DATASET RECORDS —
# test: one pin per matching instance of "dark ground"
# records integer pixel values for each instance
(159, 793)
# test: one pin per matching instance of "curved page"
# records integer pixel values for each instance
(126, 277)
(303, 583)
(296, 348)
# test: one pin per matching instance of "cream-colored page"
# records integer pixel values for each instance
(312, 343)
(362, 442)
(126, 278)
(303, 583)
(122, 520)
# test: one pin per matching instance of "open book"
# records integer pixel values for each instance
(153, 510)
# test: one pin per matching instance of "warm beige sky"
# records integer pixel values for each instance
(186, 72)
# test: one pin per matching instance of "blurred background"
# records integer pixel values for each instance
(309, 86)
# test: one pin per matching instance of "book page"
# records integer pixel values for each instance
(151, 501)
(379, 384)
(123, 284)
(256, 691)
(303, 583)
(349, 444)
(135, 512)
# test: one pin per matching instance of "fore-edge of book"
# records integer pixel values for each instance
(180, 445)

WHAT TO DO — Render every entry above as a Markdown table with the columns Row and Line. Give each non-blank line its own numbered row and leave out blank lines.

ANSWER TO THIS PROBLEM —
| Row | Line |
|---|---|
| 1 | # test: one pin per matching instance of "dark ground" |
| 2 | # records integer pixel values for each instance |
| 3 | (159, 793) |
| 4 | # test: one pin per matching instance of "curved page" |
| 5 | # records integer pixel values for each instance |
| 6 | (126, 277) |
| 7 | (303, 583) |
| 8 | (296, 348) |
| 9 | # test: one pin per matching instance of "cream-colored page" |
| 10 | # records integer pixel values for each instance |
| 11 | (312, 343) |
| 12 | (362, 442) |
| 13 | (126, 278) |
| 14 | (303, 583) |
| 15 | (122, 520) |
| 16 | # test: one pin per matching instance of "open book" |
| 17 | # records integer pixel values for each instance |
| 18 | (153, 510) |
| 19 | # test: one pin per matching instance of "warm beige sky" |
| 20 | # records integer pixel values for each instance |
| 21 | (186, 72) |
| 22 | # test: one pin per matching instance of "blurred background" |
| 23 | # records integer pixel values for each instance |
| 24 | (309, 86) |
| 25 | # test: one pin per matching instance of "book page" |
| 26 | # records integer pixel values for each instance |
| 27 | (151, 501) |
| 28 | (379, 384) |
| 29 | (123, 284) |
| 30 | (256, 691) |
| 31 | (303, 583) |
| 32 | (349, 444) |
| 33 | (135, 512) |
| 34 | # test: one pin per matching instance of "fore-edge of book" |
| 35 | # records integer pixel values for each instance |
| 36 | (180, 445) |